## Begin INPUT ROWS

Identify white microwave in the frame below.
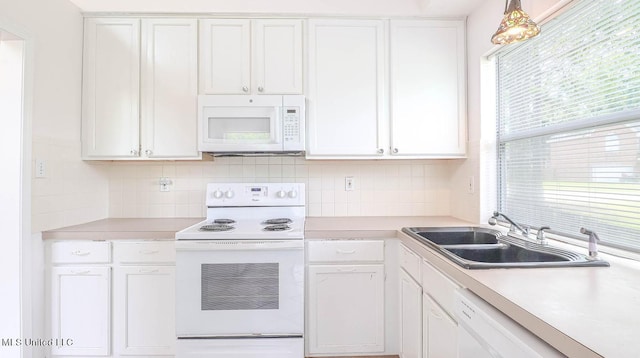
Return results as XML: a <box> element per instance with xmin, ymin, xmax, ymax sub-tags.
<box><xmin>198</xmin><ymin>95</ymin><xmax>305</xmax><ymax>153</ymax></box>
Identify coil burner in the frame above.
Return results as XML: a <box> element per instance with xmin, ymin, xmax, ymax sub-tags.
<box><xmin>213</xmin><ymin>219</ymin><xmax>236</xmax><ymax>225</ymax></box>
<box><xmin>200</xmin><ymin>224</ymin><xmax>235</xmax><ymax>232</ymax></box>
<box><xmin>262</xmin><ymin>218</ymin><xmax>293</xmax><ymax>225</ymax></box>
<box><xmin>262</xmin><ymin>224</ymin><xmax>291</xmax><ymax>231</ymax></box>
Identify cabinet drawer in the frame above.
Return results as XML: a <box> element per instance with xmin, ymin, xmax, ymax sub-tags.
<box><xmin>422</xmin><ymin>261</ymin><xmax>460</xmax><ymax>317</ymax></box>
<box><xmin>307</xmin><ymin>240</ymin><xmax>384</xmax><ymax>262</ymax></box>
<box><xmin>113</xmin><ymin>241</ymin><xmax>176</xmax><ymax>264</ymax></box>
<box><xmin>51</xmin><ymin>241</ymin><xmax>111</xmax><ymax>264</ymax></box>
<box><xmin>400</xmin><ymin>244</ymin><xmax>422</xmax><ymax>282</ymax></box>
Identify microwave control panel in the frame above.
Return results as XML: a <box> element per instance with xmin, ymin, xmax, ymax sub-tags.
<box><xmin>282</xmin><ymin>107</ymin><xmax>301</xmax><ymax>145</ymax></box>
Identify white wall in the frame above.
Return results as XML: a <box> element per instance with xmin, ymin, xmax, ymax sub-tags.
<box><xmin>0</xmin><ymin>0</ymin><xmax>108</xmax><ymax>232</ymax></box>
<box><xmin>451</xmin><ymin>0</ymin><xmax>566</xmax><ymax>223</ymax></box>
<box><xmin>109</xmin><ymin>157</ymin><xmax>450</xmax><ymax>217</ymax></box>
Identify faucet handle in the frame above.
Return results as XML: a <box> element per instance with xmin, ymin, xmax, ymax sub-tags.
<box><xmin>536</xmin><ymin>226</ymin><xmax>551</xmax><ymax>245</ymax></box>
<box><xmin>580</xmin><ymin>228</ymin><xmax>600</xmax><ymax>260</ymax></box>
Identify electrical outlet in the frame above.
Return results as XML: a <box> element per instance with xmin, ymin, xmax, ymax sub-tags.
<box><xmin>35</xmin><ymin>159</ymin><xmax>47</xmax><ymax>178</ymax></box>
<box><xmin>344</xmin><ymin>177</ymin><xmax>356</xmax><ymax>191</ymax></box>
<box><xmin>160</xmin><ymin>178</ymin><xmax>173</xmax><ymax>191</ymax></box>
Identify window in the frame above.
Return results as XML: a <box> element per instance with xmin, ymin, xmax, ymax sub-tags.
<box><xmin>495</xmin><ymin>0</ymin><xmax>640</xmax><ymax>251</ymax></box>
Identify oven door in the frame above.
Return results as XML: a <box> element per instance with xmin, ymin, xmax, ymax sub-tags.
<box><xmin>176</xmin><ymin>240</ymin><xmax>304</xmax><ymax>338</ymax></box>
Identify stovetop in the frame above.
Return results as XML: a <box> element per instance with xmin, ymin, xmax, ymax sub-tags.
<box><xmin>176</xmin><ymin>183</ymin><xmax>306</xmax><ymax>240</ymax></box>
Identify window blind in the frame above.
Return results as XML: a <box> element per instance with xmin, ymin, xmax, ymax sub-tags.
<box><xmin>495</xmin><ymin>0</ymin><xmax>640</xmax><ymax>252</ymax></box>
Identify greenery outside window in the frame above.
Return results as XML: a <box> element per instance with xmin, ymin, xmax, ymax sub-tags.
<box><xmin>495</xmin><ymin>0</ymin><xmax>640</xmax><ymax>252</ymax></box>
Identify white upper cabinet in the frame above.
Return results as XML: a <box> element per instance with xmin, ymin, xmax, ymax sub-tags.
<box><xmin>200</xmin><ymin>19</ymin><xmax>251</xmax><ymax>94</ymax></box>
<box><xmin>82</xmin><ymin>18</ymin><xmax>200</xmax><ymax>159</ymax></box>
<box><xmin>141</xmin><ymin>19</ymin><xmax>200</xmax><ymax>158</ymax></box>
<box><xmin>307</xmin><ymin>19</ymin><xmax>388</xmax><ymax>158</ymax></box>
<box><xmin>390</xmin><ymin>20</ymin><xmax>466</xmax><ymax>158</ymax></box>
<box><xmin>82</xmin><ymin>19</ymin><xmax>140</xmax><ymax>159</ymax></box>
<box><xmin>200</xmin><ymin>19</ymin><xmax>303</xmax><ymax>94</ymax></box>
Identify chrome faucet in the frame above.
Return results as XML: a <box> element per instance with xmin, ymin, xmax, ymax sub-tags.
<box><xmin>489</xmin><ymin>211</ymin><xmax>529</xmax><ymax>237</ymax></box>
<box><xmin>580</xmin><ymin>228</ymin><xmax>600</xmax><ymax>260</ymax></box>
<box><xmin>536</xmin><ymin>226</ymin><xmax>551</xmax><ymax>245</ymax></box>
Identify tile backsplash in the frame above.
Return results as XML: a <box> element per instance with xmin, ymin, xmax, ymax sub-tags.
<box><xmin>108</xmin><ymin>157</ymin><xmax>451</xmax><ymax>218</ymax></box>
<box><xmin>31</xmin><ymin>137</ymin><xmax>110</xmax><ymax>232</ymax></box>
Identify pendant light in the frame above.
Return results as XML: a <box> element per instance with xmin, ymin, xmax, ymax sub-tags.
<box><xmin>491</xmin><ymin>0</ymin><xmax>540</xmax><ymax>45</ymax></box>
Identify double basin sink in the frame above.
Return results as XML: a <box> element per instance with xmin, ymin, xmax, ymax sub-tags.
<box><xmin>402</xmin><ymin>227</ymin><xmax>609</xmax><ymax>269</ymax></box>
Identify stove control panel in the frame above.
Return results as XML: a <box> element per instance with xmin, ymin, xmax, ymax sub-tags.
<box><xmin>206</xmin><ymin>183</ymin><xmax>305</xmax><ymax>207</ymax></box>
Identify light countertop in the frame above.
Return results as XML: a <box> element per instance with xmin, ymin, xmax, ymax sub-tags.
<box><xmin>307</xmin><ymin>217</ymin><xmax>640</xmax><ymax>358</ymax></box>
<box><xmin>42</xmin><ymin>218</ymin><xmax>204</xmax><ymax>240</ymax></box>
<box><xmin>43</xmin><ymin>217</ymin><xmax>640</xmax><ymax>358</ymax></box>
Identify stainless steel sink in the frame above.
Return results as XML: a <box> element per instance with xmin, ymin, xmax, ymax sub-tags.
<box><xmin>403</xmin><ymin>227</ymin><xmax>502</xmax><ymax>245</ymax></box>
<box><xmin>402</xmin><ymin>227</ymin><xmax>609</xmax><ymax>269</ymax></box>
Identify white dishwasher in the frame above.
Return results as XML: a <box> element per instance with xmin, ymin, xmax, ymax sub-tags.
<box><xmin>455</xmin><ymin>289</ymin><xmax>565</xmax><ymax>358</ymax></box>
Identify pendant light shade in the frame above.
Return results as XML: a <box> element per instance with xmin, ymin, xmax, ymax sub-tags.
<box><xmin>491</xmin><ymin>0</ymin><xmax>540</xmax><ymax>45</ymax></box>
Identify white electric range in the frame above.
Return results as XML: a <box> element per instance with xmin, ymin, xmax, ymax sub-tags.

## End INPUT ROWS

● EXERCISE BRIEF
Extract every line of the material above that contains the string "light", matching case exactly.

● ANSWER TO THE PROBLEM
Identify pendant light in the frame above.
Identify light countertop in the frame above.
Identify pendant light shade in the frame above.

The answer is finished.